123 P.2d 674 | Okla. | 1942
This is an original proceeding in this court for a writ of mandamus. It involves two questions: (1) The right of a party to a pending civil action to take the deposition of the opposite party, and (2) the right of relators to a writ of mandamus against the respondent district judge, who had consented to preside over the taking of the depositions, but had refused to compel the defendant to give his deposition.
Sophia G. Westerheide et al. sued Paul S. Frame et al. in the district court of Carter county. After summons was served on Frame, plaintiffs duly served notice to take depositions before the respondent as district judge. Respondent as district judge of Carter county assumed jurisdiction to act as an officer in taking the depositions and issued a subpoena for Frame to appear as a witness at the time and place specified in the notice. Frame appeared pursuant to the notice and subpoena and objected to giving his deposition because (1) it was not being taken in good faith, (2) the plaintiffs did not intend to use it at the trial, (3) they did not intend to be bound by Frame's testimony, (4) Frame is a resident of Carter county, is in good health, has no intention of leaving the county or state, and is a necessary witness and his defense cannot be maintained without his testimony, and (5) plaintiffs are merely seeking to ferret out in advance the evidence that the defendants may introduce at the trial. In response to such objections, relators denied they were not acting in good faith, and asserted that the statute gives them the right to take the deposition, that they do not have to agree to be bound by or use the deposition at the trial, and that Frame's testimony might save time and expense in taking other depositions and aid in preparing for trial. Respondent sustained the objections and refused to require Frame to give his deposition, stating that "there is no right to take a deposition unless there is a right to use it," and referred to the attempt to take Frame's deposition as a "fishing expedition."

• [Required actions]:
(a) Which of the following statements agree with the court opinion: (i) the suit was brought in the district court of Carter county; (ii) the respondent required Frame to give his deposition; (iii) the relators agreed to be bound by Frame's deposition at the trial? Answer yes or no for each, and quote the deciding words of the court opinion exactly.
(b) Reproduce everything in the rows from the line that contains "Where can you see the drinking" down to the line that contains "point(251, 571)", both included, with the requests and their sample points unchanged and the picture lines left out. Multiply every coordinate in the answer points by 1.35, rounding to whole numbers with halves rounded up.

• [Extracted entries]:

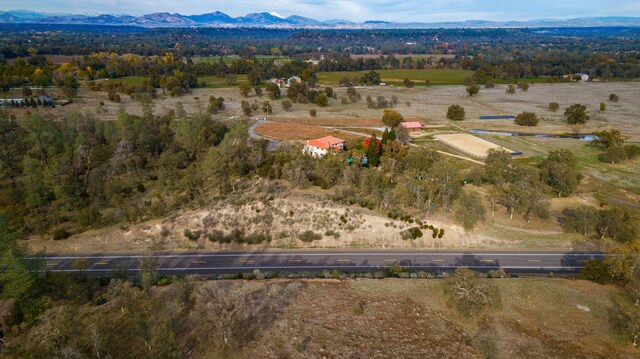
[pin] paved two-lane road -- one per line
(208, 263)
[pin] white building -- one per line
(322, 146)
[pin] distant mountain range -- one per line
(265, 19)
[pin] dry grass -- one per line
(402, 56)
(539, 317)
(327, 318)
(296, 132)
(337, 122)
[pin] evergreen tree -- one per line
(373, 151)
(392, 134)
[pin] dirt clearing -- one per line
(470, 144)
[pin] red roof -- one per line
(411, 125)
(365, 143)
(326, 142)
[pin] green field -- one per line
(395, 77)
(230, 59)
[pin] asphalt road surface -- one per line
(208, 263)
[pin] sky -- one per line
(354, 10)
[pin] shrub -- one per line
(632, 151)
(470, 294)
(286, 105)
(256, 238)
(597, 271)
(218, 237)
(411, 233)
(309, 236)
(527, 119)
(394, 271)
(61, 233)
(576, 114)
(322, 100)
(473, 90)
(192, 236)
(88, 216)
(455, 113)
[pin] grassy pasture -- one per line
(395, 77)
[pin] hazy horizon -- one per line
(398, 11)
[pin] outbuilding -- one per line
(412, 126)
(322, 146)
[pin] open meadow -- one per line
(603, 183)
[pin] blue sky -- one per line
(358, 10)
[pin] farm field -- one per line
(402, 56)
(296, 132)
(615, 184)
(232, 58)
(436, 76)
(212, 81)
(469, 144)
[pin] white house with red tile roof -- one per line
(412, 126)
(321, 146)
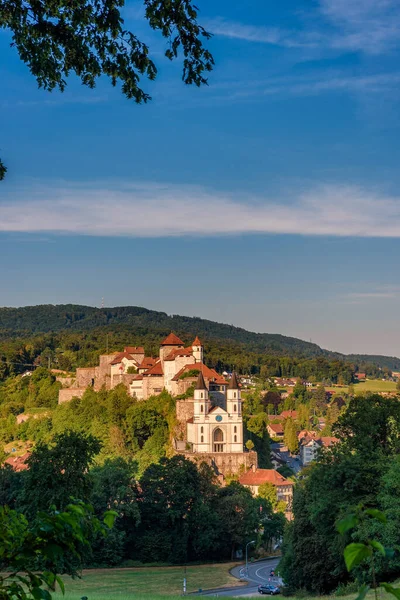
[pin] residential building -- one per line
(256, 477)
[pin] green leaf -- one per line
(109, 518)
(354, 554)
(376, 514)
(391, 590)
(362, 592)
(378, 546)
(348, 522)
(61, 584)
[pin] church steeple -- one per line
(233, 384)
(233, 399)
(201, 399)
(201, 384)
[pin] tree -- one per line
(88, 38)
(58, 472)
(249, 445)
(268, 492)
(26, 545)
(290, 436)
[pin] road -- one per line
(258, 572)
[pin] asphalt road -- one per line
(258, 572)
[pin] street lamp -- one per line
(247, 545)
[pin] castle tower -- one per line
(233, 398)
(170, 343)
(201, 398)
(197, 348)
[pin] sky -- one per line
(268, 199)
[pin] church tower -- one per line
(233, 399)
(201, 398)
(197, 348)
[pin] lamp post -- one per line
(247, 545)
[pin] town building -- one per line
(311, 443)
(254, 478)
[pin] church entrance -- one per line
(218, 437)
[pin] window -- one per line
(218, 437)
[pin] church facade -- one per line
(216, 429)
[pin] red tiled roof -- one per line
(134, 349)
(328, 441)
(156, 370)
(120, 356)
(18, 463)
(210, 374)
(276, 427)
(287, 414)
(172, 340)
(147, 362)
(261, 476)
(179, 352)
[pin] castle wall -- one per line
(152, 385)
(85, 377)
(69, 393)
(225, 463)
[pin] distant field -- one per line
(129, 584)
(371, 385)
(375, 385)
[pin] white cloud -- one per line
(369, 26)
(156, 210)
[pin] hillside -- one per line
(32, 320)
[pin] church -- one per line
(215, 429)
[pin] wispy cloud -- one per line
(368, 26)
(156, 210)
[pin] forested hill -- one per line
(150, 324)
(45, 318)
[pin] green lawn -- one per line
(134, 583)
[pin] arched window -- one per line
(218, 437)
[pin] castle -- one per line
(208, 408)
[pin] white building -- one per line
(217, 429)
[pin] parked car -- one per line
(270, 590)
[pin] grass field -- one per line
(129, 584)
(371, 385)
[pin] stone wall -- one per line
(184, 412)
(69, 393)
(225, 463)
(85, 377)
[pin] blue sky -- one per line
(268, 199)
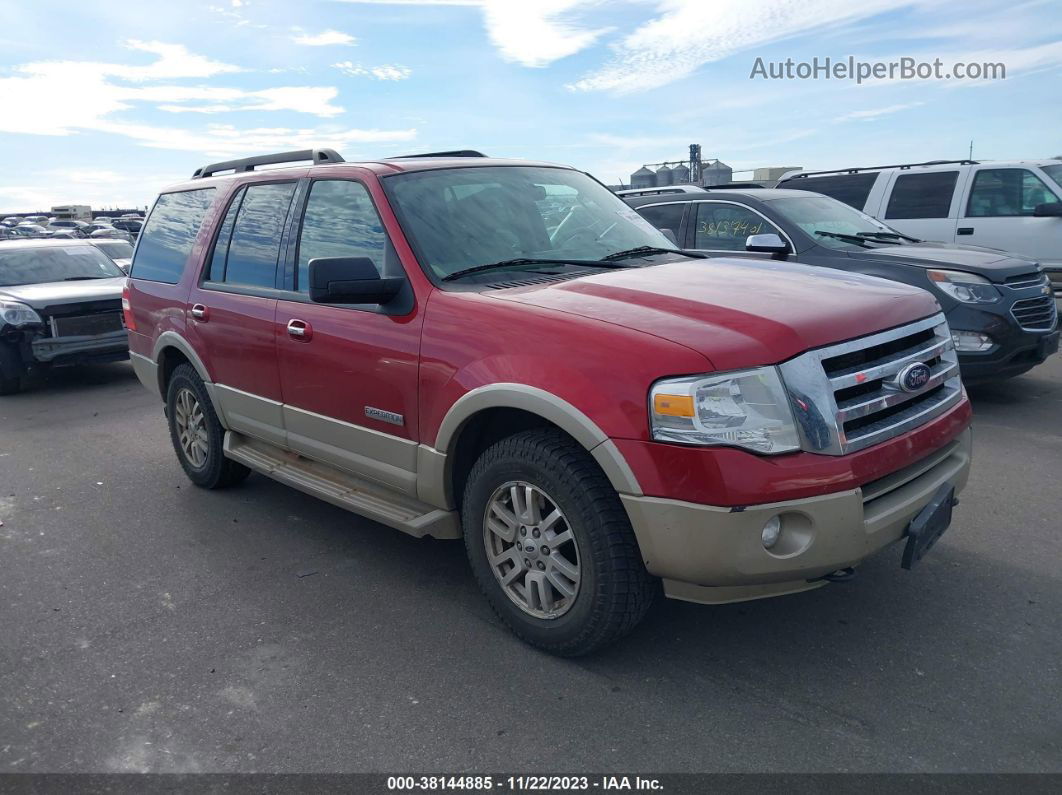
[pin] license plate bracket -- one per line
(928, 525)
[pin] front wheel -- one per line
(197, 433)
(551, 546)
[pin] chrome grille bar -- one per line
(862, 403)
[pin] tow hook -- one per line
(841, 575)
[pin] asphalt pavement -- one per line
(149, 625)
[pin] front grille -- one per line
(89, 325)
(1037, 278)
(1034, 314)
(849, 396)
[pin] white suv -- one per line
(1014, 205)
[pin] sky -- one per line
(105, 103)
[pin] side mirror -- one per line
(769, 243)
(349, 280)
(1048, 209)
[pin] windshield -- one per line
(116, 248)
(54, 263)
(1055, 172)
(821, 213)
(463, 218)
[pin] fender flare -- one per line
(536, 401)
(173, 340)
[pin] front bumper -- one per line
(713, 554)
(112, 346)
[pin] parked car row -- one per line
(999, 307)
(38, 226)
(1011, 205)
(725, 395)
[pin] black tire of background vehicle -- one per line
(615, 591)
(217, 471)
(11, 381)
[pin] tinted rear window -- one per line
(247, 251)
(852, 189)
(169, 235)
(922, 195)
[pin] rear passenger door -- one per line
(923, 204)
(348, 372)
(232, 311)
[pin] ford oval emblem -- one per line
(913, 377)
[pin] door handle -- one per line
(300, 330)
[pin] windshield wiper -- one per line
(529, 261)
(637, 251)
(841, 236)
(888, 236)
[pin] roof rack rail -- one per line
(878, 168)
(451, 153)
(661, 190)
(244, 165)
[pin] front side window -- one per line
(726, 226)
(922, 195)
(247, 256)
(1007, 192)
(341, 221)
(55, 263)
(852, 189)
(664, 215)
(170, 234)
(467, 217)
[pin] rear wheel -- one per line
(197, 433)
(551, 546)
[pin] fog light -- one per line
(971, 341)
(771, 532)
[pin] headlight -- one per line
(17, 314)
(964, 287)
(747, 409)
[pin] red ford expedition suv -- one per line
(502, 351)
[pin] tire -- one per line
(10, 364)
(202, 456)
(612, 591)
(10, 385)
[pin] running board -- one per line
(341, 488)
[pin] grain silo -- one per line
(644, 178)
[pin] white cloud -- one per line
(104, 92)
(533, 34)
(325, 38)
(379, 72)
(876, 113)
(689, 33)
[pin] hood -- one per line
(738, 313)
(992, 263)
(51, 293)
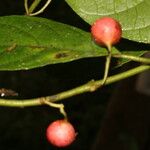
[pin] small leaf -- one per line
(134, 16)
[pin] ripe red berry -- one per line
(106, 31)
(60, 133)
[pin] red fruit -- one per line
(106, 31)
(60, 133)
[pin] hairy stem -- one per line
(78, 90)
(34, 5)
(134, 58)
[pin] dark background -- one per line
(113, 108)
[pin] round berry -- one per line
(60, 133)
(106, 31)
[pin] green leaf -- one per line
(134, 15)
(29, 42)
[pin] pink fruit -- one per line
(106, 31)
(60, 133)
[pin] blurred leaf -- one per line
(30, 42)
(134, 15)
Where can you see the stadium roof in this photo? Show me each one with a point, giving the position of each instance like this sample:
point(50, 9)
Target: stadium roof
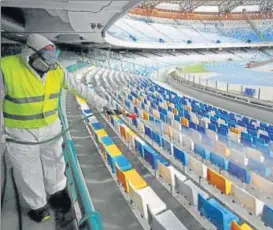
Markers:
point(211, 5)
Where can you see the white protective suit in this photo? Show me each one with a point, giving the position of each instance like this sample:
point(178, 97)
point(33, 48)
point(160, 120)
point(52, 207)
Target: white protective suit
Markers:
point(40, 168)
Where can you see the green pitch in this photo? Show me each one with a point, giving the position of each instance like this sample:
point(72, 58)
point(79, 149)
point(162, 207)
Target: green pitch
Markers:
point(198, 68)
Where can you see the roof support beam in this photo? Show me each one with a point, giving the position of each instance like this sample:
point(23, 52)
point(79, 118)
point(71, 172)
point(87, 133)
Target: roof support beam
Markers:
point(228, 6)
point(266, 6)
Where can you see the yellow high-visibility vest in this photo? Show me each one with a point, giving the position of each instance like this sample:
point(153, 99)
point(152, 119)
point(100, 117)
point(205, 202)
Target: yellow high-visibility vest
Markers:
point(29, 103)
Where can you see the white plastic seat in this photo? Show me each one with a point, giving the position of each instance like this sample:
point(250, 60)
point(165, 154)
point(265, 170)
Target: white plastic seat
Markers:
point(187, 142)
point(168, 174)
point(166, 221)
point(212, 135)
point(249, 201)
point(198, 167)
point(254, 154)
point(238, 157)
point(146, 196)
point(196, 136)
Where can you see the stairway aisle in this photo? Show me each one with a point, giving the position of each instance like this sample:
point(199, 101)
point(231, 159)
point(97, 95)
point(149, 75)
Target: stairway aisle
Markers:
point(105, 194)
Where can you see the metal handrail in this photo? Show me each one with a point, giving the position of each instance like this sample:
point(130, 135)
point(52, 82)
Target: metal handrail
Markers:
point(91, 219)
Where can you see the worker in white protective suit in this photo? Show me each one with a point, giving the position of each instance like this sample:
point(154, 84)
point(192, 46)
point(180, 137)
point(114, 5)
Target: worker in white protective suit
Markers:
point(32, 82)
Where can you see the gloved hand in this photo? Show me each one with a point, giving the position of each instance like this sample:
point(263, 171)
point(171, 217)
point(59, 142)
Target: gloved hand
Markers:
point(108, 110)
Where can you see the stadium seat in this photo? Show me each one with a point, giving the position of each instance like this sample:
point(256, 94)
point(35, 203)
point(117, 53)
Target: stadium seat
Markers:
point(218, 160)
point(216, 213)
point(112, 150)
point(236, 226)
point(180, 155)
point(267, 216)
point(131, 175)
point(219, 181)
point(250, 202)
point(261, 183)
point(197, 166)
point(121, 161)
point(238, 157)
point(239, 172)
point(169, 173)
point(166, 221)
point(190, 191)
point(187, 142)
point(144, 197)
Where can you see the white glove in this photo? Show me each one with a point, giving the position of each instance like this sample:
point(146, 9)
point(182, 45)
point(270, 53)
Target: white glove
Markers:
point(108, 109)
point(3, 138)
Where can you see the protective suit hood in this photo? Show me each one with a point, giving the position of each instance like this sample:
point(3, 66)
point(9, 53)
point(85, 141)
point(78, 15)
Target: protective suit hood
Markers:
point(34, 42)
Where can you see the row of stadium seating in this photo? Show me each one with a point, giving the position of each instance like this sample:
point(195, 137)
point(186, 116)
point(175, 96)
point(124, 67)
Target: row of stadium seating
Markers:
point(184, 158)
point(145, 29)
point(151, 207)
point(153, 157)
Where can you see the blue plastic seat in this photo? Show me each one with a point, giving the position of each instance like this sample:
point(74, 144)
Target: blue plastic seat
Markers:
point(107, 141)
point(121, 161)
point(216, 213)
point(218, 160)
point(267, 216)
point(180, 155)
point(200, 150)
point(258, 167)
point(97, 125)
point(239, 172)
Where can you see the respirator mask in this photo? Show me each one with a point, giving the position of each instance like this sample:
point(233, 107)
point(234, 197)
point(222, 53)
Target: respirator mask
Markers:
point(45, 59)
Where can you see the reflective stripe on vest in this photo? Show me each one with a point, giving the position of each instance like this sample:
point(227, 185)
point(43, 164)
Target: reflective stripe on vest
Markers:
point(30, 117)
point(29, 103)
point(30, 99)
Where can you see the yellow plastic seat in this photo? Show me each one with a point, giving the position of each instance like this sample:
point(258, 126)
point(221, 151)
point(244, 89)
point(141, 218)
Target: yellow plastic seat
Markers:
point(131, 175)
point(113, 150)
point(101, 133)
point(81, 100)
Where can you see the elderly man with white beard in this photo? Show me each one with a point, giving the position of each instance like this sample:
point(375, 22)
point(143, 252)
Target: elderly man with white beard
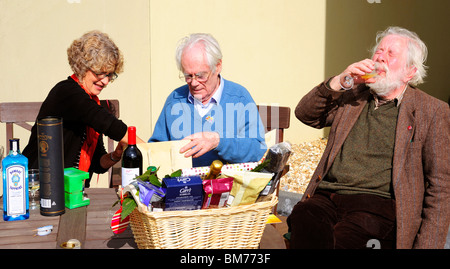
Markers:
point(384, 178)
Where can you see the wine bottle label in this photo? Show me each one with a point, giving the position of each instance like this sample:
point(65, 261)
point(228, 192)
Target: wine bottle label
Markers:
point(16, 190)
point(129, 175)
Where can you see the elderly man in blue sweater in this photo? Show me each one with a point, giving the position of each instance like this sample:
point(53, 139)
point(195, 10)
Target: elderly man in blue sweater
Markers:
point(217, 117)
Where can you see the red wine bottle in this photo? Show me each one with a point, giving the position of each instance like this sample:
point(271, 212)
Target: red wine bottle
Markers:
point(131, 159)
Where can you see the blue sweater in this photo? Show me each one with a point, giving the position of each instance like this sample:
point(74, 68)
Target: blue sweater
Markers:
point(235, 118)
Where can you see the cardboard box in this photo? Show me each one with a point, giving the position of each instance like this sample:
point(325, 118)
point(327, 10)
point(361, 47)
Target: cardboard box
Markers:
point(183, 193)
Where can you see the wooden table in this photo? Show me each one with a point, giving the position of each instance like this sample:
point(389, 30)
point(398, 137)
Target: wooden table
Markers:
point(90, 225)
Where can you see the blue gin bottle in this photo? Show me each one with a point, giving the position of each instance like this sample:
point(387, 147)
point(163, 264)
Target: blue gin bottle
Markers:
point(15, 184)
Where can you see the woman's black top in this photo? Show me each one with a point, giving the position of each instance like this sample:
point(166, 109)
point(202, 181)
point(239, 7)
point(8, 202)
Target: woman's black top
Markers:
point(70, 102)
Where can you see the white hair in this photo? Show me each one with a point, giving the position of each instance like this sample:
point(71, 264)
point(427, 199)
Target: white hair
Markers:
point(417, 51)
point(211, 49)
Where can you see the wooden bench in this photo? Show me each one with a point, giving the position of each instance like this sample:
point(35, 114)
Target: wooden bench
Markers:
point(24, 113)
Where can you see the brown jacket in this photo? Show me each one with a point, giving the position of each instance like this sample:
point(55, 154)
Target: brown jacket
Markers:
point(421, 163)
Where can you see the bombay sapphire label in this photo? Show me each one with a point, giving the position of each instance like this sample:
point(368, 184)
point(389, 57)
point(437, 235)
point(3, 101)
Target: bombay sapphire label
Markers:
point(16, 190)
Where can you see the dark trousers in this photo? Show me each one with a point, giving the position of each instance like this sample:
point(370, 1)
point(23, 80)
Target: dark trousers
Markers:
point(332, 221)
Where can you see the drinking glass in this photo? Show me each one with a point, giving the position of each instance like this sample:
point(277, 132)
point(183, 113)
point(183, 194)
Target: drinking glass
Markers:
point(33, 185)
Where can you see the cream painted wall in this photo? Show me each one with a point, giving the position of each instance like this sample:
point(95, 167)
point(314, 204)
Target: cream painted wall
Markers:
point(34, 37)
point(273, 48)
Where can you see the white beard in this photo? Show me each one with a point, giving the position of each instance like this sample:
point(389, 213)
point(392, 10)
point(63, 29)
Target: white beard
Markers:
point(385, 85)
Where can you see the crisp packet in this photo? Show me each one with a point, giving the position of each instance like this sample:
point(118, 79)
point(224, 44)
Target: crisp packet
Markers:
point(149, 193)
point(217, 192)
point(246, 186)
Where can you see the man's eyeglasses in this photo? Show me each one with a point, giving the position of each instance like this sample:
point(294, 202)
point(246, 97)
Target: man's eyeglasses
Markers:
point(100, 76)
point(201, 77)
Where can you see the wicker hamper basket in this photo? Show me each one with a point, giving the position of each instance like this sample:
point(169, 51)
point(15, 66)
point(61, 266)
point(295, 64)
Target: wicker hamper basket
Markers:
point(223, 228)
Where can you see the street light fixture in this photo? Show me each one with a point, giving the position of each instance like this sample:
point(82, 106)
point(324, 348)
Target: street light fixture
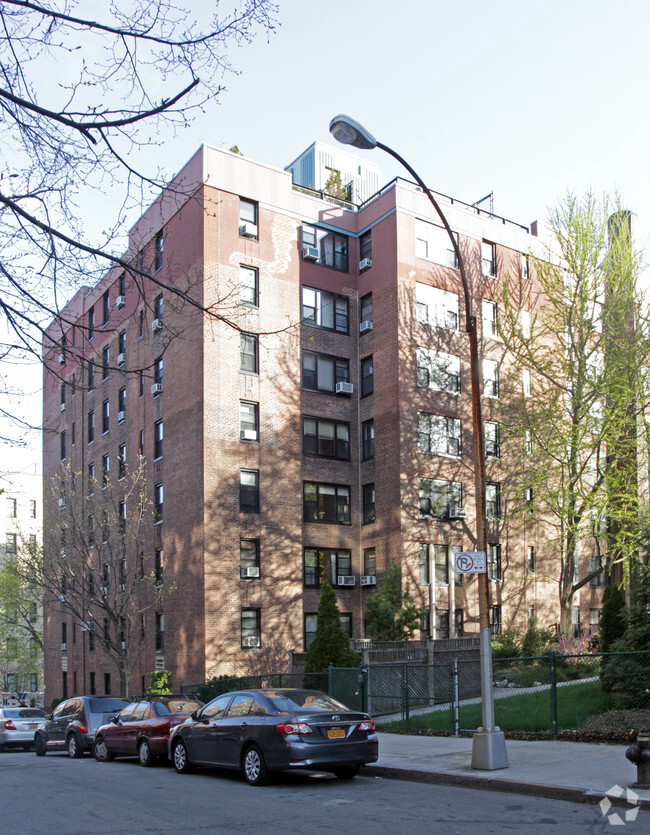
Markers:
point(488, 744)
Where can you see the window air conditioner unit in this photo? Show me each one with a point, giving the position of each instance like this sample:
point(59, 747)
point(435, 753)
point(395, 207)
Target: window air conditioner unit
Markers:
point(309, 253)
point(248, 230)
point(251, 571)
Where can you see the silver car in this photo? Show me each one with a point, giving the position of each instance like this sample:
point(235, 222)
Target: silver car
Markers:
point(18, 726)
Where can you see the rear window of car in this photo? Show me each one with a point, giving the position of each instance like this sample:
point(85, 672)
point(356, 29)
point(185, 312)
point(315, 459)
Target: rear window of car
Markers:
point(303, 700)
point(106, 705)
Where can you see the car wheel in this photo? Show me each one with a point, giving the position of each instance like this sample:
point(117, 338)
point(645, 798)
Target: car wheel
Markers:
point(144, 754)
point(74, 748)
point(181, 760)
point(101, 752)
point(346, 772)
point(255, 770)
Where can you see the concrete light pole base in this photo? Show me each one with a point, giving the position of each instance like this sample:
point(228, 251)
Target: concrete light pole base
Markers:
point(489, 750)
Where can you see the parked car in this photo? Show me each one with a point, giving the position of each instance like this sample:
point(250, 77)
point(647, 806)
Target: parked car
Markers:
point(73, 723)
point(142, 729)
point(17, 726)
point(262, 731)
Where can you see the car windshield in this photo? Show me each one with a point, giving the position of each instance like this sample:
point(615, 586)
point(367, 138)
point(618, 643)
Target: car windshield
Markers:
point(106, 705)
point(24, 713)
point(300, 701)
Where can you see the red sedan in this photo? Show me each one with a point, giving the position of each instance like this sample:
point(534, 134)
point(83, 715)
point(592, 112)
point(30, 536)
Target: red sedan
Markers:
point(142, 729)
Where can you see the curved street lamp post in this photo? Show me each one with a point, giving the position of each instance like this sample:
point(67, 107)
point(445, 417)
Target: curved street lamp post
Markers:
point(488, 744)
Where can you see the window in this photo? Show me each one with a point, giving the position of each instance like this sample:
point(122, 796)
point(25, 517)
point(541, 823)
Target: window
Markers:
point(324, 310)
point(326, 438)
point(492, 500)
point(438, 371)
point(369, 562)
point(250, 629)
point(327, 248)
point(248, 421)
point(436, 497)
point(160, 632)
point(249, 558)
point(436, 307)
point(490, 378)
point(326, 503)
point(368, 498)
point(158, 502)
point(159, 245)
point(121, 405)
point(321, 372)
point(490, 314)
point(366, 376)
point(249, 491)
point(248, 219)
point(158, 566)
point(105, 416)
point(322, 563)
point(248, 353)
point(105, 307)
point(367, 440)
point(492, 439)
point(530, 559)
point(365, 308)
point(432, 243)
point(489, 259)
point(105, 362)
point(248, 285)
point(494, 562)
point(439, 435)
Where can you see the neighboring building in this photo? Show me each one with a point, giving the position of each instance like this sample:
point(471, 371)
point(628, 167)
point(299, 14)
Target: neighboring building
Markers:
point(21, 612)
point(326, 433)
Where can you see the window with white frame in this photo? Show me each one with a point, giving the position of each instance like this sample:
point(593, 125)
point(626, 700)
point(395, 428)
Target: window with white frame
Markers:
point(491, 378)
point(436, 307)
point(439, 435)
point(438, 371)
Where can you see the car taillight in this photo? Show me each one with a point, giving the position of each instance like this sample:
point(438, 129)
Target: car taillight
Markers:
point(295, 728)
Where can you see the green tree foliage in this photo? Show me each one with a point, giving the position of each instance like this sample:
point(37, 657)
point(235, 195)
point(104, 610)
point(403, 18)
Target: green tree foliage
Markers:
point(587, 356)
point(330, 645)
point(391, 613)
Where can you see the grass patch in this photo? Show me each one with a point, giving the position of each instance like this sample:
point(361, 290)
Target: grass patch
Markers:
point(527, 712)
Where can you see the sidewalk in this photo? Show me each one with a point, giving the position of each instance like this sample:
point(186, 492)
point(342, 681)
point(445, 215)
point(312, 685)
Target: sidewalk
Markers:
point(575, 771)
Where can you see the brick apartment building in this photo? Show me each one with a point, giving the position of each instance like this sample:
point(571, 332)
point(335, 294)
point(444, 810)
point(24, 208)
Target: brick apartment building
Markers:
point(321, 428)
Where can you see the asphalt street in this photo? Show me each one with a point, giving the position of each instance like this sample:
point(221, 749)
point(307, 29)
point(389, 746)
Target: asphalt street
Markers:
point(55, 795)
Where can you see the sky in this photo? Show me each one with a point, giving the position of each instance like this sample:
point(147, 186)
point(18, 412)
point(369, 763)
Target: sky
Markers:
point(524, 100)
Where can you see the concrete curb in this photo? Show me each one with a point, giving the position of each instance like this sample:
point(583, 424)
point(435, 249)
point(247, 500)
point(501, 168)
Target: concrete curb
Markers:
point(483, 783)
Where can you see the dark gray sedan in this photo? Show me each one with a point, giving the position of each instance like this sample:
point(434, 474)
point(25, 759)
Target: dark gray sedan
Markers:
point(261, 731)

• [Worked solutions]:
(a)
(i) Yes: "Sophia G. Westerheide et al. sued Paul S. Frame et al. in the district court of Carter county."
(ii) No: "Respondent sustained the objections and refused to require Frame to give his deposition"
(iii) No: "they do not have to agree to be bound by or use the deposition at the trial"

(b)
Where can you see the drinking glass in this photo? Show me each one with a point, giving the position of each instance like this sample:
point(277, 132)
point(183, 113)
point(183, 194)
Target: drinking glass
Markers:
point(45, 250)
Where can you see the cream painted wall in this photo? Show me each one with a point, giving the position of each instance like this sample:
point(95, 167)
point(314, 204)
Target: cream painted wall
Markers:
point(46, 50)
point(369, 65)
Where can you see the white beard in this photo? Show me each one with a point, giving the position of each instance like this sample:
point(389, 213)
point(392, 10)
point(63, 29)
Target: white beard
Markers:
point(520, 115)
Where can you see the crisp packet in this photo? Show me each one with a point, giving the position of each instance like this sample:
point(118, 79)
point(224, 44)
Target: crisp packet
Markers:
point(201, 261)
point(293, 259)
point(332, 251)
Where can you see the man's eyeglasses in this photo? Show me each one with a point, giving the position of each instance like this sample:
point(294, 202)
point(246, 97)
Target: man's eyeglasses
Markers:
point(135, 103)
point(271, 104)
Where can you see the wicker hamper basket in this photo? Show me each one with a point, giving the position of each instance like this sample:
point(169, 51)
point(15, 66)
point(61, 266)
point(295, 64)
Target: wicker hamper basket
Markers:
point(301, 308)
Where can you see the street light fixture in this photo? Show me each one with a point, giving the position of each instance like this sample:
point(82, 106)
point(324, 348)
Target: street light fixture
Markers:
point(659, 1004)
Where can you see the window air conditioner unit in this photo? Show me each one with a point, giving the position of each instance like this sample:
point(59, 747)
point(435, 753)
point(395, 207)
Target: window air conditioner unit
Markers:
point(417, 342)
point(335, 311)
point(339, 771)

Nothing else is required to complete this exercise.